Task to carry out
Keyword search on "tower": report each line of the records that contains it.

Data

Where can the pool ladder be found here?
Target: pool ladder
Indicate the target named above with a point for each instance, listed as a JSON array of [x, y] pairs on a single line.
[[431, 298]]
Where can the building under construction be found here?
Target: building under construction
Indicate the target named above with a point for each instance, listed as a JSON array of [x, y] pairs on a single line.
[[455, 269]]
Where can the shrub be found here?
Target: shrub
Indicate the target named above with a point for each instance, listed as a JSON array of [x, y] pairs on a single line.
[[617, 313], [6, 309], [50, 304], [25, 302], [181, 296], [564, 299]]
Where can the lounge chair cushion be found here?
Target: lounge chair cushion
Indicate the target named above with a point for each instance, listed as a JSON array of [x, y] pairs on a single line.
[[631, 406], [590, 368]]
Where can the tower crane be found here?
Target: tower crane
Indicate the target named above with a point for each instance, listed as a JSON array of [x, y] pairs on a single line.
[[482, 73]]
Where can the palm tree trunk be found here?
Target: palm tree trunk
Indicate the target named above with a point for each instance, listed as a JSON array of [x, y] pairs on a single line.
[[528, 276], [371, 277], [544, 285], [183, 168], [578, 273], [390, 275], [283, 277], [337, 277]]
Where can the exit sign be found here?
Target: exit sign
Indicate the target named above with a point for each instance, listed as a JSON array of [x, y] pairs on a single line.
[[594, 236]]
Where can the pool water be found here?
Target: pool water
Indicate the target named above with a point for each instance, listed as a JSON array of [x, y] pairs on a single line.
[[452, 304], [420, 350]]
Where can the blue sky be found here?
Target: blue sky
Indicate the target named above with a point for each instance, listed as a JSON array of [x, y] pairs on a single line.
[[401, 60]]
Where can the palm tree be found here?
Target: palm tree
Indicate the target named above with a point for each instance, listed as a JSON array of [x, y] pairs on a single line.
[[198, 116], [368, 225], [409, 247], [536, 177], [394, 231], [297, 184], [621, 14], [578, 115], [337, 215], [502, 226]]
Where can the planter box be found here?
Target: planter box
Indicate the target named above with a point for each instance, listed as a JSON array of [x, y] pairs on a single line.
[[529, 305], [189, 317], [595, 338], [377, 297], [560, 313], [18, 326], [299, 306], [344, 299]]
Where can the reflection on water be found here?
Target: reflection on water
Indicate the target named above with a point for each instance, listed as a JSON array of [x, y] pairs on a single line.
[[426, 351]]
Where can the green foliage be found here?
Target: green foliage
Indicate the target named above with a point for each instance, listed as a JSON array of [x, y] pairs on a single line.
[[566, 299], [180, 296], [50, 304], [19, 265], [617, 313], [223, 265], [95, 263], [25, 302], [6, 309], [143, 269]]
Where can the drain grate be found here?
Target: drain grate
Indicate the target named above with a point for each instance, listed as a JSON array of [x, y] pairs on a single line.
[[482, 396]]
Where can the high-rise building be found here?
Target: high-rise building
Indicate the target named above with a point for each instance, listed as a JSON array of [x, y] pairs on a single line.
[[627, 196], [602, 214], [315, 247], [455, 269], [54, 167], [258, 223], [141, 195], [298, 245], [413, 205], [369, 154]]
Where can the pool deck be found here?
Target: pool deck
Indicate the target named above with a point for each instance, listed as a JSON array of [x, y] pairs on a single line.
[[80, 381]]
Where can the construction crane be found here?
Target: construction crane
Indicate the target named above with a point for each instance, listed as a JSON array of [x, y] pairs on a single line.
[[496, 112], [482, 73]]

Expected answer
Where can the tower crane be found here?
Target: tower crane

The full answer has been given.